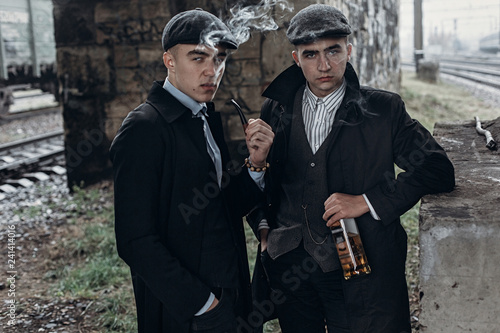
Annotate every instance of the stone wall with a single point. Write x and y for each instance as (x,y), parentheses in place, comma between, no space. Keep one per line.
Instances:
(109,52)
(460,237)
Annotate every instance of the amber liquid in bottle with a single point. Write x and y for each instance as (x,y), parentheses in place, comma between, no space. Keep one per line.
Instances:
(350,249)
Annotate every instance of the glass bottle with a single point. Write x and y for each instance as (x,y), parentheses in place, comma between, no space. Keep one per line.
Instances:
(350,249)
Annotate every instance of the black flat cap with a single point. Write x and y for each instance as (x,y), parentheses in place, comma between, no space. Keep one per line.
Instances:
(197,27)
(316,21)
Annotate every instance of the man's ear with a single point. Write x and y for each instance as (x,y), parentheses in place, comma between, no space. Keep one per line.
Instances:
(168,60)
(295,57)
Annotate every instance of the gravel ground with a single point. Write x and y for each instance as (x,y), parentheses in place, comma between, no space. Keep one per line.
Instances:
(44,205)
(488,95)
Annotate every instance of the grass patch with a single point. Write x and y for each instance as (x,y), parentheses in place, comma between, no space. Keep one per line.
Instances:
(96,271)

════════════════

## Assignment
Set down the lines from the one with "Annotate every instance of the glass" through the end of the data above. Keep each exactly as written and add no other line.

## Answer for this exercise
Annotate every instance of the glass bottle with a single point. Write x and y for each instance as (x,y), parentheses in place, comma between, no space. Keep one per line.
Instances:
(350,249)
Annotate every instance of the black flat cap with a single point. Write x and y for each instance as (x,y), parentheses in place, comma between, no space. Keep one per line.
Instances:
(197,27)
(316,21)
Annotate every instance of the man's ear with a single point. Write x and y for each instance as (x,y), parentheses in place, comma between, no space. Keep one per line.
Instances:
(168,60)
(295,57)
Annotate every instance of the gravel ground with a single point. Write x and y for each instance as (x,y), parentheses in place, comma between, no space. Keep one per line.
Instances:
(44,205)
(488,95)
Annotate every instance of the grass patch with a single point. Write x and y for each instance as (x,y), parentheses in place, comma between, no space. Keep one per line.
Instances:
(96,271)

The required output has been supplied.